**文档片段**
《理性的思辨》⒂赵展岳第七章 乌托邦社会观批判

2020-08-11 07:37
科学之谜 2020年6期
关键词:苦乐兽性生理

人生的意义何在?

一、何谓意义

一事物(或行为)的意义,是指将此事物于更大、更高的事物联系起来而言。即,事物或行动的意义必须越出“本身”以外去找,否则谈不上什么意义。

这是什么意思呢?

比如说一个人吃饭,若仅限于吃饭本身,吃饭就是吃饭,谈不上什么意义。但吃饭能维持人的生命,这就越出了“吃饭”这一行为本身,和“维持生命”联系起来,这样“吃饭”就有了意义。再进一步,维持了生命就能工作和劳动,所以吃饭是为了工作和劳动,不仅是为了“活着”。这样意义就更大了一步。再进一步,工作和劳动是为了建设一个美好的新社会。这样就有了“伟大意义”了。所以同是吃饭,为了不同的目的(即与不同的事物联系起来)意义就不同。

一个人很勤俭节约,有没有意义呢?很难说。如果“勤俭节约”是出于吝啬,为了“攒钱”,为了“发财致富”,如某些“富农”之所为,那就只有庸俗的意义。反之,“勤俭节约”行为若是为了崇高的事业,那么就有了崇高的意义。

一个法西斯匪徒,很“勇敢,忠诚”,他的行为只有坏的意义,因为他能为希特勒做比别人更多的坏事。一个革命者“勇敢,忠诚”就有很大的意义,因为和伟大的革命事业联系起来了。

**练习**
把文档片段中从“2020-08-11 07:37”开始、到“的事物联系起来)意义就不同。”为止（两端都包括在内）的文字一字不改地打印出来。

**所给材料**
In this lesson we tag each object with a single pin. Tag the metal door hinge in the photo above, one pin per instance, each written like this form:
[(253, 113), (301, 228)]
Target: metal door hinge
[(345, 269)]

**参考答案**
2020-08-11 07:37
科学之谜 2020年6期
关键词:苦乐兽性生理

人生的意义何在?

一、何谓意义

一事物(或行为)的意义,是指将此事物于更大、更高的事物联系起来而言。即,事物或行动的意义必须越出“本身”以外去找,否则谈不上什么意义。

这是什么意思呢?

比如说一个人吃饭,若仅限于吃饭本身,吃饭就是吃饭,谈不上什么意义。但吃饭能维持人的生命,这就越出了“吃饭”这一行为本身,和“维持生命”联系起来,这样“吃饭”就有了意义。再进一步,维持了生命就能工作和劳动,所以吃饭是为了工作和劳动,不仅是为了“活着”。这样意义就更大了一步。再进一步,工作和劳动是为了建设一个美好的新社会。这样就有了“伟大意义”了。所以同是吃饭,为了不同的目的(即与不同的事物联系起来)意义就不同。